ITEMS:
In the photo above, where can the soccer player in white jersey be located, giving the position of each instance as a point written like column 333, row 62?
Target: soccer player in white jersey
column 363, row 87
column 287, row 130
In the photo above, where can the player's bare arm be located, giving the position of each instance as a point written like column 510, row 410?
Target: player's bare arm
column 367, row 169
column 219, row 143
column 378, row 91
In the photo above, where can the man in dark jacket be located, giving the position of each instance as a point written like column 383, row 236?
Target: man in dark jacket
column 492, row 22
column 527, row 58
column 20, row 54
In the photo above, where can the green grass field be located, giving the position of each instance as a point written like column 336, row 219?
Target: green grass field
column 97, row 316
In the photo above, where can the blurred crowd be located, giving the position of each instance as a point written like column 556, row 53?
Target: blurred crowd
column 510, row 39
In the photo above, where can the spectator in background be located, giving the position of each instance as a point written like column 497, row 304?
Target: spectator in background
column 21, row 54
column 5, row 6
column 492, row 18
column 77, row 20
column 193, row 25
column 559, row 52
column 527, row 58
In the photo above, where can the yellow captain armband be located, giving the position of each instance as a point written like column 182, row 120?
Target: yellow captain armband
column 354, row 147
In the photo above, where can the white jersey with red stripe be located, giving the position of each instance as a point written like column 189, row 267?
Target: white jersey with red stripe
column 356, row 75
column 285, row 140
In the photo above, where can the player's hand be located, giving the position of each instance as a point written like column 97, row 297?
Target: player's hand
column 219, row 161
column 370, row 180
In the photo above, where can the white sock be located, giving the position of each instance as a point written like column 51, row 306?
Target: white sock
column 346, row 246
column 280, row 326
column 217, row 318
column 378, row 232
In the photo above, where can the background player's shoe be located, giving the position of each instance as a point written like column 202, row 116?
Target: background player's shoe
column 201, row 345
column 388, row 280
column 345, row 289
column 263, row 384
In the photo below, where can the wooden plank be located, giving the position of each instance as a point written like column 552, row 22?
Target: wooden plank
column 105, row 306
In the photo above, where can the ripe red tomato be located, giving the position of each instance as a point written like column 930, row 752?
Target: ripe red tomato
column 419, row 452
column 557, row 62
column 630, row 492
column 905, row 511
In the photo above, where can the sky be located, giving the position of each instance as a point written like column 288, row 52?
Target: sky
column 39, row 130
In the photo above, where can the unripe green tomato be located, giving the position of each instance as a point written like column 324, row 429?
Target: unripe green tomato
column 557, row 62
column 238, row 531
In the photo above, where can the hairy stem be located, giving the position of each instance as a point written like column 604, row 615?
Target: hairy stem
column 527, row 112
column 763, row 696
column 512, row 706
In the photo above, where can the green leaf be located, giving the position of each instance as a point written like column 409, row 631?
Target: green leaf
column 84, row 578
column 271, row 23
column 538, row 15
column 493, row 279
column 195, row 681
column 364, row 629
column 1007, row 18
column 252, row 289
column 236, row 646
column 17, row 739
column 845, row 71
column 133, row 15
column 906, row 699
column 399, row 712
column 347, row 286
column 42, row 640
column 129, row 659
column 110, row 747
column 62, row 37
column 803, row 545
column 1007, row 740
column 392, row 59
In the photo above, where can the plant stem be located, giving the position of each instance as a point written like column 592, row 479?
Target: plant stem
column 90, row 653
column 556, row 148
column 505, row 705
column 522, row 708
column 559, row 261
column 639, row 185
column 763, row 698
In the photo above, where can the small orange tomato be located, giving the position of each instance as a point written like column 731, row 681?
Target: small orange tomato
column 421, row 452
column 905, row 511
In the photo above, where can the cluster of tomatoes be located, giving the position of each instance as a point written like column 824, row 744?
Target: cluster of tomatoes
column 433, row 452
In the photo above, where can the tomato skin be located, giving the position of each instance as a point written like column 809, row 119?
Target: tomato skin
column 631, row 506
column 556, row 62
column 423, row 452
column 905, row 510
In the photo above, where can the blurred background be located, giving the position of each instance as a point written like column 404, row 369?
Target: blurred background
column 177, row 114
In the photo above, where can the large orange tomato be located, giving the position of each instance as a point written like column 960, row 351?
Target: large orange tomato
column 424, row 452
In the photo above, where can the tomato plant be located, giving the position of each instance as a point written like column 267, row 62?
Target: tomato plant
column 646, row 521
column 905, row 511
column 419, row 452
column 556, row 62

WHAT IS NEEDED: The records above must be output exactly, in full.

REPLY:
In the photo above, where can the soccer player in white jersey be located, giving the position of each instance as a point written like column 333, row 62?
Target: soccer player in white jersey
column 363, row 87
column 287, row 130
In the photo above, where can the player's bare arm be located, giving the position of each instance as a point written like column 510, row 410?
Target: player's bare arm
column 367, row 169
column 219, row 143
column 378, row 91
In the photo above, where can the man in dark jacket be located, giving the position of each instance as a point written like column 383, row 236?
Target: man in dark jacket
column 492, row 22
column 527, row 58
column 20, row 54
In the photo above, where can the green grass field be located, giving the position of each instance as a point written like column 336, row 219?
Target: green grass field
column 97, row 316
In the photo above, where can the blurred crowd be located, giving the position of each instance as a point written like column 556, row 53?
Target: blurred crowd
column 510, row 39
In the photo above, where can the spectator in background be located, giving the position of each instance as a point written like column 497, row 304?
Target: spectator in background
column 21, row 54
column 5, row 6
column 492, row 18
column 77, row 20
column 193, row 25
column 559, row 52
column 527, row 58
In the photo above, where can the yellow captain armband be located, giving the position of each instance as a point written like column 182, row 120?
Target: yellow captain armband
column 354, row 147
In the photo above, where can the white jersey with red stripe be located, giving the position of each instance as a point written like column 189, row 267?
Target: white jersey with red stripe
column 356, row 75
column 285, row 140
In the photo above, where can the player's hand be located, giving the position of each instance as a point written like column 97, row 297?
Target: player's hand
column 219, row 161
column 370, row 180
In the photo above, where can the white sock be located, giving the position of each instance as a point written like column 51, row 306?
Target: white sock
column 346, row 246
column 280, row 326
column 217, row 318
column 378, row 232
In the photo above, where can the background player's shoe be located, giving the position of each instance as a point written like column 202, row 116?
Target: background player's shoe
column 201, row 345
column 388, row 280
column 345, row 289
column 263, row 384
In the photo below, where can the wooden plank be located, giving the position of each instance as a point written like column 552, row 22?
Target: wooden plank
column 105, row 306
In the photo above, where can the ripe red tomato be located, giving the position of each instance as a point written like column 930, row 752?
Target: ripe red tomato
column 419, row 452
column 557, row 62
column 630, row 492
column 905, row 511
In the photo above, where can the sky be located, giving the position of each instance as a point written like column 288, row 52?
Target: sky
column 39, row 130
In the photo above, where can the unripe green tomato be located, giving the position of each instance as a point written like column 324, row 429?
Target: unripe green tomato
column 557, row 62
column 238, row 531
In the photo above, where can the hairy stem be located, giving the position of each instance as a point written like column 604, row 615?
Target: hairy stem
column 527, row 112
column 763, row 696
column 512, row 706
In the photo above, where can the green leaf be located, giving the position of each instance as a point written like column 409, row 631?
Target: green leaf
column 84, row 578
column 271, row 23
column 538, row 15
column 493, row 279
column 195, row 681
column 364, row 629
column 1007, row 18
column 252, row 289
column 236, row 646
column 17, row 739
column 845, row 71
column 133, row 15
column 906, row 699
column 399, row 712
column 347, row 286
column 42, row 640
column 129, row 659
column 110, row 747
column 62, row 37
column 803, row 545
column 1007, row 740
column 392, row 59
In the photo above, where can the plant stem be located, giving the position of each instance as a point written like column 592, row 479?
Target: plant stem
column 90, row 653
column 556, row 148
column 505, row 705
column 522, row 708
column 559, row 261
column 639, row 185
column 763, row 698
In the photo above, where can the small orange tomato be located, giving the position of each instance as a point written like column 731, row 681?
Target: small orange tomato
column 421, row 452
column 905, row 511
In the photo above, where can the cluster of tomatoes be located, giving the position of each instance as a point written like column 824, row 744?
Target: cluster of tomatoes
column 433, row 452
In the photo above, where can the tomato skin be located, giving the position of each instance as a point written like column 809, row 119?
Target: tomato skin
column 631, row 506
column 556, row 62
column 423, row 452
column 905, row 510
In the photo above, where can the blurred background be located, giving the position of each instance as a point written like column 404, row 369?
Target: blurred background
column 177, row 114
In the photo above, where can the large orange tomato be located, giving the position of each instance as a point written like column 960, row 351?
Target: large orange tomato
column 424, row 452
In the photo above, where can the tomato plant be located, giving the position of each instance as a point written like column 267, row 62?
Target: tomato plant
column 646, row 521
column 905, row 511
column 419, row 452
column 556, row 62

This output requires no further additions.